- The exercise:
Transcribe the data below line for line with no changes, omitting the pictures from your answer.

Dataset excerpt
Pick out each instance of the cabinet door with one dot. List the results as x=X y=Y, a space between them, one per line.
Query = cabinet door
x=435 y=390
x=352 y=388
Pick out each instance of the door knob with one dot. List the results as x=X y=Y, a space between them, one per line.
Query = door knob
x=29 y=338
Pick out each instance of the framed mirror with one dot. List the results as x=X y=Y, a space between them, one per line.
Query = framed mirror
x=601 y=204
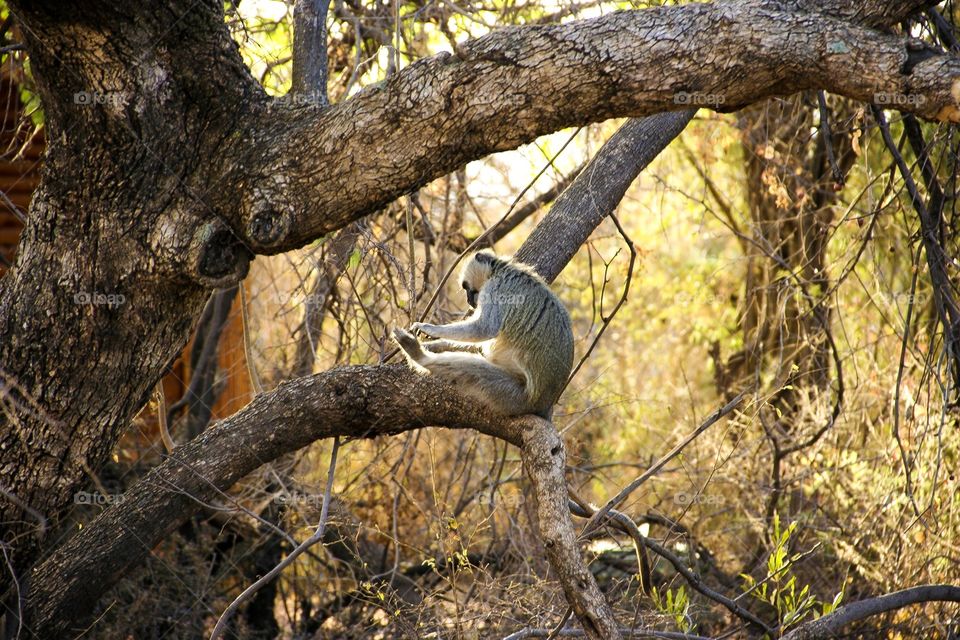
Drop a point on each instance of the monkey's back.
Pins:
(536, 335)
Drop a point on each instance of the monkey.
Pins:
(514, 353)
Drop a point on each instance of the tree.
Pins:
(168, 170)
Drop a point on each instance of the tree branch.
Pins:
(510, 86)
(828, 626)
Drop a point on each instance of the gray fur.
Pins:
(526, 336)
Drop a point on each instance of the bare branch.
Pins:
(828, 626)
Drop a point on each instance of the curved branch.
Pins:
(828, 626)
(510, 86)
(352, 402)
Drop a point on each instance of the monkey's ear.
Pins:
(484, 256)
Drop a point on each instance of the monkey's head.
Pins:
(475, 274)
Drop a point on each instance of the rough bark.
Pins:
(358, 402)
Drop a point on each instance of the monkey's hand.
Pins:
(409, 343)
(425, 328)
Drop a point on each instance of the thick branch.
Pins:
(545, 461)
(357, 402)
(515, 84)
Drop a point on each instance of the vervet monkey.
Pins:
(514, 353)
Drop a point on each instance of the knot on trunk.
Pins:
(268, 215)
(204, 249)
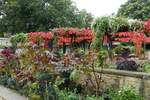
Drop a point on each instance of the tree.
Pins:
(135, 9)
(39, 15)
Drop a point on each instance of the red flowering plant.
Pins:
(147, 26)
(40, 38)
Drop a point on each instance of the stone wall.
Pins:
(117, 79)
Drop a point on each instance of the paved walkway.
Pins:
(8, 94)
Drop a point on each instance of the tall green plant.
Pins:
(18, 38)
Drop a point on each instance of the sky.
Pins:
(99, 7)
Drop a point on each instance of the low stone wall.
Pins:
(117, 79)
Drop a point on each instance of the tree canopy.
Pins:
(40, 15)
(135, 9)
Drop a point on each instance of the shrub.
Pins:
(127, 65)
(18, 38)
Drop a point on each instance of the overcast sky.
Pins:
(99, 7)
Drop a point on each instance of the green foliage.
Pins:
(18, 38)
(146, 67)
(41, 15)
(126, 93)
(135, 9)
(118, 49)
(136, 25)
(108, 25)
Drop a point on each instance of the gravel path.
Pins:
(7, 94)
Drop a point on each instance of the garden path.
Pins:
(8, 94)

- Task output:
Pick out each instance of the cabinet door with one dot. List the results as x=X y=Y, a space between them, one per line.
Query = cabinet door
x=435 y=390
x=352 y=388
Pick out each instance of the door knob with one dot. List the results as x=X y=Y, a space between them, one per line.
Query = door knob
x=29 y=338
Pick out each instance of the framed mirror with one dot. List the results as x=X y=Y, a space between them, one per line.
Query = framed mirror
x=601 y=204
Drop a point on each instance of the monkey's back.
Pins:
(536, 335)
Drop a point on each instance of the monkey.
Pins:
(514, 353)
Drop a point on each instance of the tree.
Pins:
(168, 170)
Drop a point on each instance of the tree branch.
Pins:
(510, 86)
(828, 626)
Drop a point on each instance of the gray fur.
Pins:
(526, 336)
Drop a point on each instance of the bare branch.
Pins:
(828, 626)
Drop a point on each instance of the curved branch.
Pins:
(828, 626)
(510, 86)
(352, 402)
Drop a point on each instance of the monkey's ear.
Pins:
(484, 256)
Drop a point on each instance of the monkey's head.
Pins:
(475, 274)
Drop a point on each instance of the rough bark.
Pins:
(358, 402)
Drop a point on each instance of the monkey's hand.
Pins:
(409, 343)
(425, 328)
Drop a point on each instance of the thick branch.
Pins:
(545, 461)
(357, 402)
(515, 84)
Drop a point on each instance of the vervet monkey.
Pins:
(514, 353)
Drop a point on each instance of the knot on trunk.
Pins:
(268, 215)
(204, 249)
Drop a point on each instance of the tree.
Pins:
(135, 9)
(39, 15)
Drop a point on each instance of the red flowering plant.
Pins:
(147, 26)
(40, 38)
Drop a point on each instance of the stone wall.
Pins:
(117, 79)
Drop a point on each instance of the paved walkway.
Pins:
(8, 94)
Drop a point on each instance of the tall green plant.
Pins:
(18, 38)
Drop a point on each instance of the sky.
Pins:
(99, 7)
Drop a point on each instance of the low stone wall.
Pins:
(117, 79)
Drop a point on each instance of the tree canopy.
Pins:
(40, 15)
(135, 9)
Drop a point on each instance of the shrub.
Pins:
(127, 65)
(18, 38)
Drop a point on each instance of the overcast sky.
Pins:
(99, 7)
Drop a point on each instance of the green foliage.
Pins:
(18, 38)
(146, 67)
(41, 15)
(126, 93)
(135, 9)
(118, 49)
(136, 25)
(108, 25)
Drop a point on each instance of the gravel path.
Pins:
(7, 94)
Drop a point on each instance of the garden path.
Pins:
(8, 94)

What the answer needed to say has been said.